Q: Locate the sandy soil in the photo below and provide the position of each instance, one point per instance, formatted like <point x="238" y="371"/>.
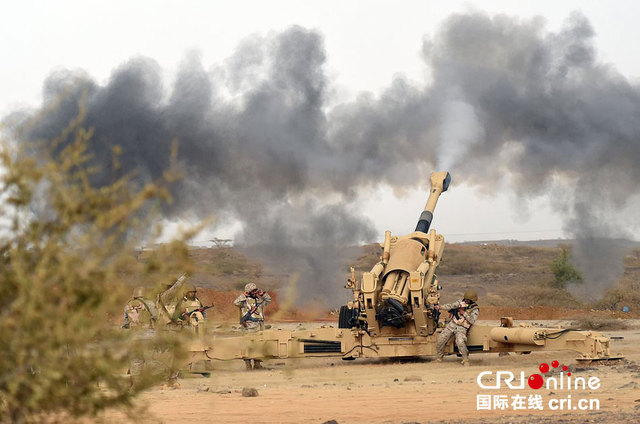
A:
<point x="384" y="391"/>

=======

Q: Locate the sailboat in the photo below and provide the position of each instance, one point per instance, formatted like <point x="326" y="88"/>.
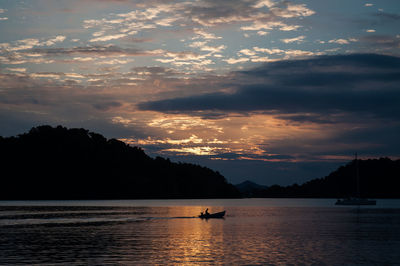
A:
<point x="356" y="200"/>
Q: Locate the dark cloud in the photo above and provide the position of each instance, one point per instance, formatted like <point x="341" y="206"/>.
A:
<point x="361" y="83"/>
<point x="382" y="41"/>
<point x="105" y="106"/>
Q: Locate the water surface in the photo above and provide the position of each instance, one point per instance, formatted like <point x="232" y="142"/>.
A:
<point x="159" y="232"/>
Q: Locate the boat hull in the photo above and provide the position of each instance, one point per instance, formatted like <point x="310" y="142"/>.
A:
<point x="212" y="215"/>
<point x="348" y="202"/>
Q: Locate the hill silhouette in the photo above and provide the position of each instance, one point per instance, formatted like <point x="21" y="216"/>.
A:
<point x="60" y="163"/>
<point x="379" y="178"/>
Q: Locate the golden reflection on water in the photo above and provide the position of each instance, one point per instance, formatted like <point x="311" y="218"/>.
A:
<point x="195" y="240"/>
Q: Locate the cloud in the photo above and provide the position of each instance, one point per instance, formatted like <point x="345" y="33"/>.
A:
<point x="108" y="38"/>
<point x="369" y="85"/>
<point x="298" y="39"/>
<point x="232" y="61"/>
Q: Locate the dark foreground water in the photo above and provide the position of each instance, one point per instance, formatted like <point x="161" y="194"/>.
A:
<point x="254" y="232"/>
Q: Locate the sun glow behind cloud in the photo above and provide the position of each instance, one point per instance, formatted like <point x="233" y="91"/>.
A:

=======

TASK TO CARRY OUT: Using the records above, report the number of lines that include the string "cloud", with nothing added.

RESPONSE TO THE TASK: 3